● **Problem to work on**:
Write out the data again in full, exactly as it reads.

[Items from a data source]
— Start —
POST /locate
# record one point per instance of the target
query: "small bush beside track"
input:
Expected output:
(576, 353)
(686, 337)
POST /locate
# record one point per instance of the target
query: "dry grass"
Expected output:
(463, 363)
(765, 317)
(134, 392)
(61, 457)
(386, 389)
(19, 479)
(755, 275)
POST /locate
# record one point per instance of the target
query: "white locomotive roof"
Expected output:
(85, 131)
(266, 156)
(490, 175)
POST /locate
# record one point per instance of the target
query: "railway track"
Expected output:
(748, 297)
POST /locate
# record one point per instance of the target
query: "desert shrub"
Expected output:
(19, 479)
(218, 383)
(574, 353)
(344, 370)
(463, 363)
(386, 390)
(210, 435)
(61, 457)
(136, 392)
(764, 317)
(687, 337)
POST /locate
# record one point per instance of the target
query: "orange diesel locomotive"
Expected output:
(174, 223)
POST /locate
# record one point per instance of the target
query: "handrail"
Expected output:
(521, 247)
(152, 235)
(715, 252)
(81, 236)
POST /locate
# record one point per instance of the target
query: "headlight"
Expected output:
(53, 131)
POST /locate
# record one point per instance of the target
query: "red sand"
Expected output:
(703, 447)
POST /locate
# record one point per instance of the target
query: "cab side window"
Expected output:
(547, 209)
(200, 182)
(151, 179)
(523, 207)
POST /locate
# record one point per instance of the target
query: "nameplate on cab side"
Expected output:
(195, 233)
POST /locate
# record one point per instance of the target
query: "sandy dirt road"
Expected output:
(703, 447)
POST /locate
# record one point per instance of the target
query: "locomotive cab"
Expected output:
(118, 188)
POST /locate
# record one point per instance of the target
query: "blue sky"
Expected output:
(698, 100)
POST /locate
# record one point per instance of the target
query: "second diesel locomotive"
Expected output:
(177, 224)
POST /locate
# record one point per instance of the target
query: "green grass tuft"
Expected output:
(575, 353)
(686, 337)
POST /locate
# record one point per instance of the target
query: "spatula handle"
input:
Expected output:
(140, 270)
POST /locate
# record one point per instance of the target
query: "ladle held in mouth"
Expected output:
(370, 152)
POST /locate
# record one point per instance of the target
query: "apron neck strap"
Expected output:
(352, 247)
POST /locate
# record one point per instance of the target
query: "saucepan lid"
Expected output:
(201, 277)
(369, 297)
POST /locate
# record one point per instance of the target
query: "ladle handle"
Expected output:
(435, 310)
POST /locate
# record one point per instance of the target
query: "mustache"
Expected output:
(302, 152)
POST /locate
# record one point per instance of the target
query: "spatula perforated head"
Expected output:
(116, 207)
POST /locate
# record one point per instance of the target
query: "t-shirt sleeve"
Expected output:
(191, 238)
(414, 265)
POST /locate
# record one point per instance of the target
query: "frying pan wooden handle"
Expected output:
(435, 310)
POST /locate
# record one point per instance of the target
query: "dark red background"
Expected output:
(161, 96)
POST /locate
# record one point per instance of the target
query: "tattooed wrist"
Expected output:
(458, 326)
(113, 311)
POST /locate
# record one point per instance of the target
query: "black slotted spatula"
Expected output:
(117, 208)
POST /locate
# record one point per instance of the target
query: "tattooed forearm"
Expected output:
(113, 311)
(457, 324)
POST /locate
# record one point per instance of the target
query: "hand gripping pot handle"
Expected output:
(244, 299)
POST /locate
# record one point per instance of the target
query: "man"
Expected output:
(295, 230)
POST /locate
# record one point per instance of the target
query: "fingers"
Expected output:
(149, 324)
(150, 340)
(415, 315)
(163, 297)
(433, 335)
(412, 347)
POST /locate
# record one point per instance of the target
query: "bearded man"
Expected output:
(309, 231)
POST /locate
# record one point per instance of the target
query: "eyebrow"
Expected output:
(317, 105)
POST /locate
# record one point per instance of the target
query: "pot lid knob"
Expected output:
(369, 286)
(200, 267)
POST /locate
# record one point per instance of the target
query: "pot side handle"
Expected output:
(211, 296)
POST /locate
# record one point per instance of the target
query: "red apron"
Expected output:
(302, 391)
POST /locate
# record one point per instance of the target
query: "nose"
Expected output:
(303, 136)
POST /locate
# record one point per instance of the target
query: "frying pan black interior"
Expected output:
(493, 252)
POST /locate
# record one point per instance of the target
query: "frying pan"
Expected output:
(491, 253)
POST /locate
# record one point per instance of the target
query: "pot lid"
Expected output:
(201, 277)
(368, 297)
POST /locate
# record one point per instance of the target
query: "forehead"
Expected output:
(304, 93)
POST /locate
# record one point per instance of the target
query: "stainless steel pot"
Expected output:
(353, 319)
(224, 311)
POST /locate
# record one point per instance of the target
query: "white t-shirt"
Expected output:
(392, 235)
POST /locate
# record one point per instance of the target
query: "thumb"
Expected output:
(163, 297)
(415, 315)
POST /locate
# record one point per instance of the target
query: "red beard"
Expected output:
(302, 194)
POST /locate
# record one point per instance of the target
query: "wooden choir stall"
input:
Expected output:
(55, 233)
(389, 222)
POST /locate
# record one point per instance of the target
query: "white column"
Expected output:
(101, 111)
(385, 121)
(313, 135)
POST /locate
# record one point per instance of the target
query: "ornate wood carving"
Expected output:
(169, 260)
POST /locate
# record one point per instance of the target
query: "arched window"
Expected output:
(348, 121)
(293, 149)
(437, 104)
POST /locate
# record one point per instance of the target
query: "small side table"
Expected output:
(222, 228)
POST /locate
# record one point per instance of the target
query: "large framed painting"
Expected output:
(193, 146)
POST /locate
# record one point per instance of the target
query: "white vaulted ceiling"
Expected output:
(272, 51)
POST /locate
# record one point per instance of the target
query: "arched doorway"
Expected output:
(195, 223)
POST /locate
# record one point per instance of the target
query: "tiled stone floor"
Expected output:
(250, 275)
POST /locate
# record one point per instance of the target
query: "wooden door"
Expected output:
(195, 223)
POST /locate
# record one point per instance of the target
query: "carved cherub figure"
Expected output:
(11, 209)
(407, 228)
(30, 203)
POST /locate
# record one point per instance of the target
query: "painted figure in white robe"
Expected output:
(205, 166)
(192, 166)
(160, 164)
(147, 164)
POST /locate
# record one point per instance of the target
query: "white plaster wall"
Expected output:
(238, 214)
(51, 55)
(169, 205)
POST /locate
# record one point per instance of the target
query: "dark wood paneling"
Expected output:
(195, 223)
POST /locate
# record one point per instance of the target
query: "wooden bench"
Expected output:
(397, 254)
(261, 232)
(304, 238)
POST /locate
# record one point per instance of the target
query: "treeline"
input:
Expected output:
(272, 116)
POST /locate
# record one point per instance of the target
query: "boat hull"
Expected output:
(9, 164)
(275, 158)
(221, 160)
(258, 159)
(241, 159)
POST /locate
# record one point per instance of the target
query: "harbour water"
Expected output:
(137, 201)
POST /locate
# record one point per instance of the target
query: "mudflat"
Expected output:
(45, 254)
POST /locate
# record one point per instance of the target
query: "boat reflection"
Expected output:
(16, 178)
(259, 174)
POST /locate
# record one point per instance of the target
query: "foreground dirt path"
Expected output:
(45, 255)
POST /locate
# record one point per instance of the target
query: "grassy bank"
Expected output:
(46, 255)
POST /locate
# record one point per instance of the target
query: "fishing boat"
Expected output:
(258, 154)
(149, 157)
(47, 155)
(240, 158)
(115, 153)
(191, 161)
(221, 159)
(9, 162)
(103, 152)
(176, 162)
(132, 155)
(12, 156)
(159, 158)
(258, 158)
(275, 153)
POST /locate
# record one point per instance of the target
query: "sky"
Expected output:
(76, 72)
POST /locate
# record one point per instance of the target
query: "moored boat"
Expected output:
— End —
● **Written solution**:
POST /locate
# record one point per instance of the target
query: "small bush beside track"
input:
Expected output:
(576, 353)
(686, 337)
POST /locate
# record one point per instance of the target
query: "dry grass"
Expected output:
(463, 363)
(765, 317)
(134, 392)
(61, 457)
(386, 389)
(19, 479)
(755, 275)
POST /locate
# record one point per instance of the target
query: "white locomotive roof"
Expected output:
(85, 131)
(266, 156)
(490, 175)
POST /locate
# record one point per instance of the target
query: "railway track"
Expected output:
(748, 297)
POST /locate
# record one point per instance of the target
query: "desert shrub"
Expected output:
(19, 479)
(218, 383)
(574, 353)
(344, 370)
(463, 363)
(386, 390)
(210, 435)
(61, 457)
(136, 392)
(764, 317)
(687, 337)
POST /locate
# record one point per instance of the target
query: "orange diesel locomotive"
Expected output:
(174, 223)
POST /locate
# record one point per instance of the target
query: "handrail"
Expected output:
(521, 247)
(152, 235)
(715, 252)
(81, 236)
POST /locate
# record one point per instance of the target
query: "headlight"
Expected output:
(53, 131)
POST /locate
# record one point per instance of the target
query: "red sand"
Expected output:
(703, 447)
POST /locate
# record one point per instance of the target
query: "cab side window"
Expected output:
(547, 209)
(200, 182)
(151, 179)
(523, 207)
POST /locate
# record one point per instance of the target
query: "nameplate on cab side"
Expected output:
(195, 233)
POST /locate
# record one point per instance of the target
query: "sandy dirt road"
Expected output:
(703, 447)
POST /locate
# record one point per instance of the target
query: "locomotive cab"
Expected output:
(118, 188)
POST /locate
# record one point per instance of the target
query: "blue sky"
Expected output:
(698, 100)
POST /locate
# record one point per instance of the target
query: "second diesel locomotive"
Expected output:
(177, 224)
POST /locate
# record one point per instance of the target
query: "green grass tuft"
Expected output:
(575, 353)
(686, 337)
POST /locate
# record one point per instance of the target
query: "spatula handle"
input:
Expected output:
(140, 270)
POST /locate
# record one point per instance of the target
query: "ladle held in mouth"
Expected output:
(370, 152)
POST /locate
# record one point per instance of the target
query: "apron neck strap"
Expected output:
(352, 247)
POST /locate
# record one point per instance of the target
query: "saucepan lid"
Expected output:
(201, 277)
(369, 297)
POST /locate
# record one point per instance of the target
query: "ladle handle"
Expected output:
(435, 310)
POST /locate
# record one point per instance of the target
query: "mustache"
Expected output:
(302, 152)
POST /locate
# record one point per instance of the target
query: "spatula perforated head"
Expected output:
(116, 207)
POST /locate
# record one point per instance of the target
query: "t-shirt sleeve"
Expected output:
(191, 238)
(414, 265)
POST /locate
# record one point per instance of the target
query: "frying pan wooden handle"
Expected output:
(435, 310)
POST /locate
# record one point per instance of the target
query: "dark red background"
Expected output:
(161, 96)
POST /locate
# record one point per instance of the target
query: "tattooed wrist"
Expected output:
(458, 326)
(113, 311)
POST /locate
# record one point per instance of the target
query: "black slotted spatula"
Expected output:
(117, 208)
POST /locate
# record one point per instance of the target
query: "tattooed forearm"
Expected output:
(113, 311)
(457, 324)
POST /locate
# record one point per instance of the target
query: "hand gripping pot handle"
Expected output:
(244, 299)
POST /locate
# record one point per instance of the target
query: "man"
Expected output:
(295, 230)
POST /locate
# record one point per instance of the target
query: "fingers"
Expected output:
(149, 324)
(150, 340)
(415, 315)
(163, 297)
(433, 335)
(412, 347)
POST /locate
# record one point per instance of the target
query: "bearded man"
Expected output:
(309, 231)
POST /locate
# record one point per instance of the target
query: "eyebrow"
Expected output:
(317, 105)
POST /locate
# record one point per instance of the target
query: "pot lid knob"
Expected output:
(369, 286)
(200, 267)
POST /locate
# record one point per instance of the target
query: "pot side handle"
Expected output:
(211, 296)
POST /locate
# record one point per instance of the target
query: "red apron"
Expected output:
(302, 391)
POST /locate
# record one point per instance of the target
query: "nose"
Expected output:
(303, 136)
POST /locate
# record one point per instance of the target
query: "frying pan black interior"
Expected output:
(493, 252)
POST /locate
# record one point per instance of the target
query: "frying pan"
Expected output:
(491, 253)
POST /locate
# record one point per instance of the target
query: "pot lid"
Expected output:
(201, 277)
(368, 297)
POST /locate
# record one point per instance of the target
query: "forehead"
Expected output:
(304, 93)
POST /locate
# record one point per instance of the target
query: "stainless steel pot"
Expected output:
(353, 319)
(224, 311)
POST /locate
# record one point per instance of the target
query: "white t-shirt"
Expected output:
(392, 235)
POST /locate
# record one point per instance of the target
query: "thumb"
Expected output:
(163, 297)
(415, 315)
POST /locate
# record one point per instance of the target
query: "red beard"
Expected output:
(302, 194)
POST /locate
# record one point per instance of the target
query: "wooden choir stall"
input:
Expected output:
(55, 233)
(389, 222)
POST /locate
# record one point per instance of the target
query: "white column"
Expected output:
(101, 111)
(385, 121)
(313, 135)
POST /locate
# record one point per instance of the target
query: "ornate wood carving"
Expected output:
(169, 260)
POST /locate
# record one point per instance of the target
query: "arched window"
Expected output:
(348, 121)
(293, 149)
(437, 104)
POST /locate
# record one point per instance of the target
query: "small side table"
Expected output:
(222, 228)
POST /locate
# record one point per instance of the target
query: "large framed painting"
Expected output:
(193, 146)
POST /locate
# record one point per instance of the target
query: "white vaulted ceiling"
Expected output:
(272, 51)
POST /locate
# record one point per instance of the target
query: "arched doorway"
Expected output:
(195, 223)
POST /locate
# record one point per instance of the target
query: "tiled stone floor"
Expected output:
(250, 275)
POST /locate
# record one point per instance of the target
query: "wooden door"
Expected output:
(195, 223)
POST /locate
# record one point per instance of the target
query: "carved cherub figure"
Expected output:
(11, 209)
(407, 228)
(30, 203)
POST /locate
# record one point per instance of the target
query: "painted figure in white robe"
Expected output:
(205, 166)
(192, 166)
(160, 164)
(147, 164)
POST /locate
# record one point per instance of the target
query: "white plaster wall"
Expected output:
(238, 214)
(51, 55)
(169, 205)
POST /locate
# record one point per instance of the target
query: "dark wood paneling"
Expected output:
(195, 223)
POST /locate
# record one point per instance of the target
query: "wooden bench"
Expected output:
(397, 254)
(261, 232)
(304, 238)
POST /locate
# record one point per instance of the target
query: "treeline"
input:
Expected output:
(272, 116)
POST /locate
# record one point per instance of the target
query: "boat hull"
Expected output:
(9, 164)
(275, 158)
(221, 160)
(258, 159)
(241, 159)
POST /locate
# record one point per instance of the target
query: "harbour water"
Expected output:
(137, 201)
POST /locate
# record one point per instance of the target
query: "mudflat"
Expected output:
(45, 254)
POST /locate
# record one point per instance of the target
query: "boat reflection"
Expected output:
(16, 178)
(259, 174)
POST /locate
# record one point per instance of the target
query: "foreground dirt path"
Expected output:
(45, 255)
POST /locate
# record one point per instance of the target
query: "grassy bank"
Expected output:
(46, 255)
POST /locate
# record one point per instance of the target
query: "fishing boat"
Expected output:
(258, 154)
(149, 157)
(47, 155)
(240, 158)
(115, 153)
(191, 161)
(221, 159)
(9, 162)
(103, 152)
(176, 162)
(132, 155)
(12, 156)
(159, 158)
(258, 158)
(275, 153)
POST /locate
# record one point per instance of the target
query: "sky"
Expected output:
(76, 72)
POST /locate
# record one point per instance of the target
query: "moored boat"
Expected output:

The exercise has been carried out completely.